Skip to content

Training & Evaluation

Torch-RecHub provides trainers for ranking, matching, multi-task, and generative models. All trainers expose a unified interface for training, evaluation, prediction, ONNX export, and optional experiment tracking/visualization.

Experiment Tracking & Visualization

  • Supports WandB / SwanLab / TensorBoardX as model_logger; you can pass a single instance or a list.
  • Auto-logs train/validation metrics and hyperparameters: train/loss, learning_rate, val/auc (CTR/Match), val/task_i_score (MTL), val/accuracy (Seq).
  • Set model_logger=None (default) for zero overhead when tracking is not needed.
python
from torch_rechub.basic.tracking import WandbLogger, TensorBoardXLogger
from torch_rechub.trainers import CTRTrainer

wb = WandbLogger(project="rechub-demo", name="deepfm")
tb = TensorBoardXLogger(log_dir="./runs/deepfm")

trainer = CTRTrainer(model, model_logger=[wb, tb])
trainer.fit(train_dataloader, val_dataloader)

Trainers

CTRTrainer

Used for ranking (CTR prediction) models such as DeepFM, Wide&Deep, DCN.

python
from torch_rechub.trainers import CTRTrainer
from torch_rechub.models.ranking import DeepFM

model = DeepFM(deep_features=deep_features, fm_features=fm_features, mlp_params={"dims": [256, 128], "dropout": 0.2})

- - - - - - -

Copy the stretch of the Torch-RecHub training page from "Experiment Tracking &" through "is not needed.", swapping "zero overhead" for "no extra overhead". The rows play no part in this.

- - - - - - -

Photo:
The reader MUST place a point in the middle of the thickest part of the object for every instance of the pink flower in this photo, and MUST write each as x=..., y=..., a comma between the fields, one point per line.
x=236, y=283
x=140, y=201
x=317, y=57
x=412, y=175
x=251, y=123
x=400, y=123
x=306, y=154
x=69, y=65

- - - - - - -

# WORKED SOLUTION
Experiment Tracking & Visualization

  • Supports WandB / SwanLab / TensorBoardX as model_logger; you can pass a single instance or a list.
  • Auto-logs train/validation metrics and hyperparameters: train/loss, learning_rate, val/auc (CTR/Match), val/task_i_score (MTL), val/accuracy (Seq).
  • Set model_logger=None (default) for no extra overhead when tracking is not needed.